DIRECTIONS
According to the court order on Rodriguez's sentencing motion, which statute did the Court use to enhance his sentence?

SELECTED TEXT
####
From Casetext: Smarter Legal Research

Rodriguez v. United States

United States District Court, Southern District of California
Sep 13, 2021
Civil 16cv02362 JAH (S.D. Cal. Sep. 13, 2021)

Opinion

Civil 16cv02362 JAH Criminal 15cr02499 JAH

09-13-2021

ALEXANDER FELIX RODRIGUEZ, Petitioner, v. UNITED STATES OF AMERICA, Respondent.


ORDER DENYING PETITIONER'S MOTION TO VACATE, SET ASIDE OR CORRECT HIS SENTENCE UNDER 28 U.S.C. § 2255 [DOC. NO. 27]

JOHN A. HOUSTON, United States District Judge.

Pending before the Court is Alexander Felix Rodriguez's pro se motion to vacate and correct his sentence under 28 U.S.C. section 2255. A section 2255 motion may be brought to vacate, set aside or correct a federal sentence on the following grounds: (1) the sentence “was imposed in violation of the Constitution or laws of the United States, ” (2) “the court was without jurisdiction to impose such sentence, ” (3) “the sentence was in excess of the maximum authorized by law, ” or (4) the sentence is “otherwise subject to collateral attack.” 28 U.S.C. § 2255(a). Petitioner argues he is serving an illegal sentence because there is no difference between the residual clause ruled unconstitutionally vague in Johnson v. United States, 576 U.S. 591 (2015) and 18 U.S.C. section 16(b) which the Court used to enhance his sentence. In opposition, Respondent argues the motion should be dismissed and denied because Petitioner waived his right to appeal or collaterally attack his sentence, he procedurally defaulted any challenge to his conviction and Johnson has no application to his sentence.
####
[Location identification items]
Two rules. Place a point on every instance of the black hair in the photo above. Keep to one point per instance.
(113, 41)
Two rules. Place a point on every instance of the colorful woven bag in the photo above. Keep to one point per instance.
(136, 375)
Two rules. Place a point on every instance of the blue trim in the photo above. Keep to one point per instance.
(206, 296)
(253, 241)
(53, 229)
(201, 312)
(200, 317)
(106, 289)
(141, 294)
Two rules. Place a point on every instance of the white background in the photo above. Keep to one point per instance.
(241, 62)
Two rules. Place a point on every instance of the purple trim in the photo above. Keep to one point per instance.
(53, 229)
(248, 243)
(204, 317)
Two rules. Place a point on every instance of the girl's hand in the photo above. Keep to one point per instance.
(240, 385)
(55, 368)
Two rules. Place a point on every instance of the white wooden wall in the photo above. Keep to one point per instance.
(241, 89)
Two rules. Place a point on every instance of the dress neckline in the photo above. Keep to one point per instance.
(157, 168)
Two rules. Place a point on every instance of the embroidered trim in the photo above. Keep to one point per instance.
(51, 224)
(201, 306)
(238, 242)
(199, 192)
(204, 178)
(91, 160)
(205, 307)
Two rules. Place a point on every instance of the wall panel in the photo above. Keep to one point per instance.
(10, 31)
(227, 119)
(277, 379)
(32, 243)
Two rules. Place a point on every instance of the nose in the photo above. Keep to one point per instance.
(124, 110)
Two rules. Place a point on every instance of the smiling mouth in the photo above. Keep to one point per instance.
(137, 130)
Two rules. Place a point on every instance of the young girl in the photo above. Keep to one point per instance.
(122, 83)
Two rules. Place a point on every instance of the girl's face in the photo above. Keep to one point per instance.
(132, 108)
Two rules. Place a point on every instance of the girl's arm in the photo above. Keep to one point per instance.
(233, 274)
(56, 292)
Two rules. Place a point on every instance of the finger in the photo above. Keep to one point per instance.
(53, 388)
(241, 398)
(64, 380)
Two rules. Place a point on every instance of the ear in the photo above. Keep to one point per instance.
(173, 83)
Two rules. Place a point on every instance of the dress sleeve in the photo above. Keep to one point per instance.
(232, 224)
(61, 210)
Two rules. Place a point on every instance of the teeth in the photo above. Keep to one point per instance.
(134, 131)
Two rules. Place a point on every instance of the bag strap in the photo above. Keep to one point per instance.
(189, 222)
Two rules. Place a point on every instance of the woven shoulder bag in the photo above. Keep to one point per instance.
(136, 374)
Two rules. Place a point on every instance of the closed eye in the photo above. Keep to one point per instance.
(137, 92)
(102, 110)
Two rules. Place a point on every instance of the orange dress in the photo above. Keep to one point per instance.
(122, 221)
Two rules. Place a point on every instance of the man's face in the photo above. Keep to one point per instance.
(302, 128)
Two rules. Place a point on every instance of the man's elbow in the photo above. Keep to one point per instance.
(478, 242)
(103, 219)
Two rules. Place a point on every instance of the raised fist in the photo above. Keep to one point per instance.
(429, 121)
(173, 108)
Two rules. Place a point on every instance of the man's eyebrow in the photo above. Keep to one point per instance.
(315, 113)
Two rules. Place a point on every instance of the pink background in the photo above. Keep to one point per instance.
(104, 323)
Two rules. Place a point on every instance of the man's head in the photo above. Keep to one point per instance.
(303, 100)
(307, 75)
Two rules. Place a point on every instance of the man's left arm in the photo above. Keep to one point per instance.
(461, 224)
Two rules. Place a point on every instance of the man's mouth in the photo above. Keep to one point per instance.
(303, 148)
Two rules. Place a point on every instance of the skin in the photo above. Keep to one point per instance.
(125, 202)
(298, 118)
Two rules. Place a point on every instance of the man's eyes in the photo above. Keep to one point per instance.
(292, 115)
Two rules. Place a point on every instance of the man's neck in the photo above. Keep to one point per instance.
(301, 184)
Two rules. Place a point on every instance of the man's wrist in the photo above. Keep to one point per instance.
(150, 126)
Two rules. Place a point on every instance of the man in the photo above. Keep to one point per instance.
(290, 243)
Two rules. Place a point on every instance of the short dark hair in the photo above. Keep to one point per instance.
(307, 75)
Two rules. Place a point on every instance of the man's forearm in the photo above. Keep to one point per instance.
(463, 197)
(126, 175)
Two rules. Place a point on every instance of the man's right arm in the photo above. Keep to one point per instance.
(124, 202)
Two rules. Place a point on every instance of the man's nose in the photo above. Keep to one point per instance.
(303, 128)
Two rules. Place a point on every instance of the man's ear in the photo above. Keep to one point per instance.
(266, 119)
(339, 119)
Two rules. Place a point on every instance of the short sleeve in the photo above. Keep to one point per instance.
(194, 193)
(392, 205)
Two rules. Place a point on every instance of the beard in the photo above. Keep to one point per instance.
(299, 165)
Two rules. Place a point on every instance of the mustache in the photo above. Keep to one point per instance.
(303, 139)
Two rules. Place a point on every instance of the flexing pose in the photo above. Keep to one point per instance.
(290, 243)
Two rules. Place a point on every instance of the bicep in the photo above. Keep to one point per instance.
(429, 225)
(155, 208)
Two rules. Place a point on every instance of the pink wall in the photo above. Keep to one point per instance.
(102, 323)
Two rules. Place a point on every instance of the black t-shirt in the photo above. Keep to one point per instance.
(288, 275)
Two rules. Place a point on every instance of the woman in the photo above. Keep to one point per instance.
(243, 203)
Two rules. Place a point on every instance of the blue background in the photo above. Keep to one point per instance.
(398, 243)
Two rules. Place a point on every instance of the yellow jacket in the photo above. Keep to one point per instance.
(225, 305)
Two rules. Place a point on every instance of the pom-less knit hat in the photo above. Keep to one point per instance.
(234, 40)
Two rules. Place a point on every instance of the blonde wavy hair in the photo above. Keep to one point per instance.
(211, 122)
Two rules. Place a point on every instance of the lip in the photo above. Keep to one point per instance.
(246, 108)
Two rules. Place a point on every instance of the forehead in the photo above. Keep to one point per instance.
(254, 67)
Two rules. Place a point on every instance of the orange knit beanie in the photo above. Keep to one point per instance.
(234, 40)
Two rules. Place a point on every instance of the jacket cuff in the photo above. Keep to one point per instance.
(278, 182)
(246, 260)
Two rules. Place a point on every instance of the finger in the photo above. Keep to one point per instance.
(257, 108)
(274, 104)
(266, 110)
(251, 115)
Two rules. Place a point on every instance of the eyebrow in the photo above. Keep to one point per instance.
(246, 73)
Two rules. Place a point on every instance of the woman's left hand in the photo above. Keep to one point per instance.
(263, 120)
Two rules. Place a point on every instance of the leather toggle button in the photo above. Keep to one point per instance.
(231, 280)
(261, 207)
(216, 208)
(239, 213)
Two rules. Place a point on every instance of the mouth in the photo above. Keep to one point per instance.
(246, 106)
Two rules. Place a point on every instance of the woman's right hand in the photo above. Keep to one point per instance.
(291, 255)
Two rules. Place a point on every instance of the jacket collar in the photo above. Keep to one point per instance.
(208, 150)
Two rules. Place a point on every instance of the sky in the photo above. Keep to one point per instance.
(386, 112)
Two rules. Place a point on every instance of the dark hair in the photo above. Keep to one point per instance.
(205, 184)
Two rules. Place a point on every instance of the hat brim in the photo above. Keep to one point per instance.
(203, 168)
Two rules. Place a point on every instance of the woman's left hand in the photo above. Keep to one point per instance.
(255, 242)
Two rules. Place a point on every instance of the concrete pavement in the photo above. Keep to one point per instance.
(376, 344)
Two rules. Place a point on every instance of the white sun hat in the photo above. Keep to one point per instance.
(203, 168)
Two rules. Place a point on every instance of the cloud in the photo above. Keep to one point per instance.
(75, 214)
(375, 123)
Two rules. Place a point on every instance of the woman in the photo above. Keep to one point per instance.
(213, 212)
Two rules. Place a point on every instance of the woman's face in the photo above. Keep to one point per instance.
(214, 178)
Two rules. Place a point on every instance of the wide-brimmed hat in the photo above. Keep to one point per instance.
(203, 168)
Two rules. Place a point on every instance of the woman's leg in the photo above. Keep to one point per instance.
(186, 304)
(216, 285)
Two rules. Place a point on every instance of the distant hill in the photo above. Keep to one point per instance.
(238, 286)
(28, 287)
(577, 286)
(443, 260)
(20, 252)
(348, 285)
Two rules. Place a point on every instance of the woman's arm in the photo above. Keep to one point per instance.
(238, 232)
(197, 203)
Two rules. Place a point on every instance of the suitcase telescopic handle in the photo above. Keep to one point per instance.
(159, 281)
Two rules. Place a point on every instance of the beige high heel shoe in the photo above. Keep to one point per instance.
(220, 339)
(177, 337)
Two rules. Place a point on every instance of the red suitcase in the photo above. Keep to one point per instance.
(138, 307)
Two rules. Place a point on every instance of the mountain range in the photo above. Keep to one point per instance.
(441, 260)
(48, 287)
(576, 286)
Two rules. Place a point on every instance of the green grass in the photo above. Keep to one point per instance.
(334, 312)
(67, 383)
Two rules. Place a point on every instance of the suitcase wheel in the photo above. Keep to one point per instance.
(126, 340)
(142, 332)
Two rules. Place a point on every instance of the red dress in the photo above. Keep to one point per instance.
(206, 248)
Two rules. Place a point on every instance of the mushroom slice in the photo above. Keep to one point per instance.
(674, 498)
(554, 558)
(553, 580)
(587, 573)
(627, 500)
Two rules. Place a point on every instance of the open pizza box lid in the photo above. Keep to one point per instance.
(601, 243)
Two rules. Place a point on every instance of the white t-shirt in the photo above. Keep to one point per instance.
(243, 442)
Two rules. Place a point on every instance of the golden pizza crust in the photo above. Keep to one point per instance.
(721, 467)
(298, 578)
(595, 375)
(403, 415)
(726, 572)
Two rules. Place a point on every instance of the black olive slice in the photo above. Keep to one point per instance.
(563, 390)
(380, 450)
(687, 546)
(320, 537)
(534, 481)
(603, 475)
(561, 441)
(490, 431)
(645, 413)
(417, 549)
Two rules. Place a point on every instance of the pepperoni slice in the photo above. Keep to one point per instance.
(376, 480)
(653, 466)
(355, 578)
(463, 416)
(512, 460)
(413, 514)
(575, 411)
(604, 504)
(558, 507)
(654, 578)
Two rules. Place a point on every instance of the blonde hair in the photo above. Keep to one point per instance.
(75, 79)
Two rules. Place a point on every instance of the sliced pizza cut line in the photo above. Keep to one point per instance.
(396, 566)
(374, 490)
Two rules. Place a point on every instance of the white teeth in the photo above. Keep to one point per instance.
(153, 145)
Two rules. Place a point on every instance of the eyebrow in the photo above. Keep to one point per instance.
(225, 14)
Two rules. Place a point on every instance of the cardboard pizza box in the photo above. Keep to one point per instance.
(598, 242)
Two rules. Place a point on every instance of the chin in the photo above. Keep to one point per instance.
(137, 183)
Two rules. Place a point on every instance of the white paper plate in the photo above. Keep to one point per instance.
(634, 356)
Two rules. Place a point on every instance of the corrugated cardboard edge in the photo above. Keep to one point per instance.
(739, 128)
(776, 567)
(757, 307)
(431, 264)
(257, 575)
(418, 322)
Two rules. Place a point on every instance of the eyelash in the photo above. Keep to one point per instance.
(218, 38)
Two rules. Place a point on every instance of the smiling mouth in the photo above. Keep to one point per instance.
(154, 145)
####
FINISHED TASK
18 U.S.C. section 16(b).